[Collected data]
=====

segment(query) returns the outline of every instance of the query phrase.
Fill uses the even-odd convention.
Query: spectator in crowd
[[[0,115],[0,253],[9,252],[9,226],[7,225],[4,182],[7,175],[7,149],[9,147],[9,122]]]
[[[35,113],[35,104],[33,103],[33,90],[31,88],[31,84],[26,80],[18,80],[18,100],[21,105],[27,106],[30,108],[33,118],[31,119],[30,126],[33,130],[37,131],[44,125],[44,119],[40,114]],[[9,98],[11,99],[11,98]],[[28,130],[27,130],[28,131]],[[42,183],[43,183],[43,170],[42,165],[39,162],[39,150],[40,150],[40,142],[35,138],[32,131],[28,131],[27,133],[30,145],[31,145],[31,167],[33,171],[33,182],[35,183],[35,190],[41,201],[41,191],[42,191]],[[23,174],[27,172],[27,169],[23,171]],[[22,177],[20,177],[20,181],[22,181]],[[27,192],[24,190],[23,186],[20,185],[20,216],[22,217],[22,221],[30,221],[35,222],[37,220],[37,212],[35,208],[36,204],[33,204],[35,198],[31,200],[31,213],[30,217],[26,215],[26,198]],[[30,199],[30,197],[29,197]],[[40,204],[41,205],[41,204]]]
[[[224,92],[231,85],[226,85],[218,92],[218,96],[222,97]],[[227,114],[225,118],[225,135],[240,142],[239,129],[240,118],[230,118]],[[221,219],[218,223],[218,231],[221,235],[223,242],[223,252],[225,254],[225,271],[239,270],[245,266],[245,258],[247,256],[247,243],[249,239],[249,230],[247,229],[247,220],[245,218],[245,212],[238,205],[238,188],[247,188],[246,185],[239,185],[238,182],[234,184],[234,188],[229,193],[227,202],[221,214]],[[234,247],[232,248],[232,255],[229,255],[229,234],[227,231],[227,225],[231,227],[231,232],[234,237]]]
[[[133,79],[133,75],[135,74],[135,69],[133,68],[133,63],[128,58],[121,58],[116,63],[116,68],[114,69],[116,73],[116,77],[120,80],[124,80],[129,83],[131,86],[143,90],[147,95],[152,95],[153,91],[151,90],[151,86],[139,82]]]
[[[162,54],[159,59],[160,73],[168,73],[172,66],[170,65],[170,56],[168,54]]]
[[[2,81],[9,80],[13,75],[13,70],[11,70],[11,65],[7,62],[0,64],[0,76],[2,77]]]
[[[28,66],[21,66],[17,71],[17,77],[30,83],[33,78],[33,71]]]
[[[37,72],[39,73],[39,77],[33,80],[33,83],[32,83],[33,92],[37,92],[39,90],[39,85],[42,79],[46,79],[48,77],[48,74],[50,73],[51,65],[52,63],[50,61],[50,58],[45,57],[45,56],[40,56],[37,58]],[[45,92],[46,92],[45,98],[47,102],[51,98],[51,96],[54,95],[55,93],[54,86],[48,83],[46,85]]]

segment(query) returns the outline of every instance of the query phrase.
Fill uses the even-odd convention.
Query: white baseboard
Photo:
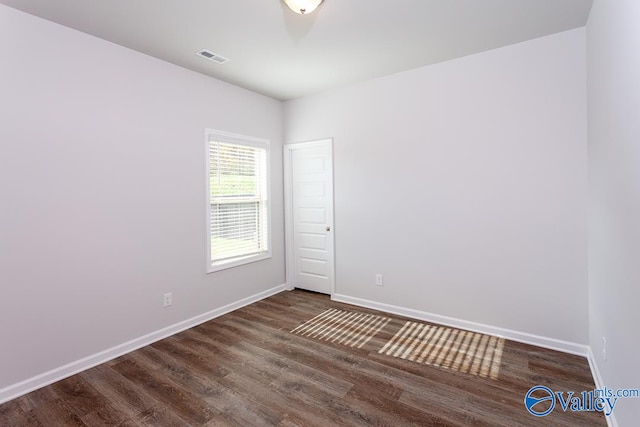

=====

_INSTRUCTIONS FOR THE TASK:_
Leaving the pictures behind, return every line above exactly.

_RESPONSE TO THIS EXERCISE:_
segment(query) returns the outline of every instance of the query phrase.
Fill uses the even-odd convention.
Query: spectator in crowd
[[[0,115],[0,253],[9,252],[9,226],[7,225],[4,182],[7,175],[7,149],[9,147],[9,122]]]
[[[35,113],[35,104],[33,103],[33,90],[31,88],[31,84],[26,80],[18,80],[18,100],[21,105],[27,106],[30,108],[33,118],[31,119],[30,126],[33,130],[37,131],[44,125],[44,119],[40,114]],[[9,98],[11,99],[11,98]],[[28,130],[27,130],[28,131]],[[42,183],[43,183],[43,170],[42,165],[39,162],[39,150],[40,150],[40,142],[35,138],[32,131],[28,131],[27,133],[30,145],[31,145],[31,167],[33,171],[33,182],[35,183],[35,190],[41,201],[41,191],[42,191]],[[23,174],[27,172],[27,169],[23,171]],[[22,177],[20,177],[20,181],[22,181]],[[27,192],[24,190],[23,186],[20,185],[20,216],[22,217],[22,221],[30,221],[35,222],[37,220],[37,212],[35,208],[36,204],[33,204],[35,198],[31,200],[31,213],[30,217],[26,215],[26,198]],[[30,199],[30,197],[29,197]],[[40,204],[41,205],[41,204]]]
[[[224,92],[231,85],[226,85],[218,92],[218,96],[222,97]],[[227,114],[225,118],[225,135],[240,142],[239,129],[240,118],[230,118]],[[221,219],[218,223],[218,231],[221,235],[223,242],[223,252],[225,254],[225,271],[239,270],[245,266],[245,258],[247,256],[247,243],[249,239],[249,230],[247,229],[247,220],[245,218],[245,212],[238,205],[238,188],[247,188],[246,185],[239,185],[238,182],[234,184],[234,188],[229,193],[227,202],[221,214]],[[234,247],[232,248],[232,255],[229,255],[229,234],[227,231],[227,225],[231,227],[231,232],[234,237]]]
[[[133,79],[133,75],[135,74],[135,69],[133,68],[133,63],[128,58],[121,58],[116,63],[116,68],[114,69],[116,73],[116,77],[120,80],[124,80],[129,83],[131,86],[143,90],[147,95],[152,95],[153,91],[151,90],[151,86],[139,82]]]
[[[162,54],[159,59],[160,73],[168,73],[172,66],[170,65],[170,56],[168,54]]]
[[[2,81],[9,80],[13,75],[13,70],[11,70],[11,65],[7,62],[0,64],[0,76],[2,77]]]
[[[28,66],[21,66],[17,71],[17,77],[30,83],[33,78],[33,71]]]
[[[37,72],[39,73],[39,77],[33,80],[33,83],[32,83],[33,92],[37,92],[39,90],[39,85],[42,79],[46,79],[48,77],[48,74],[50,73],[51,65],[52,63],[50,61],[50,58],[45,57],[45,56],[40,56],[37,58]],[[45,92],[46,92],[45,98],[47,102],[51,98],[51,96],[54,95],[55,93],[54,86],[48,83],[46,85]]]

segment(query) returns the outline of every instance of the query phrase.
Fill uses the even-odd convention.
Query: white baseboard
Photo:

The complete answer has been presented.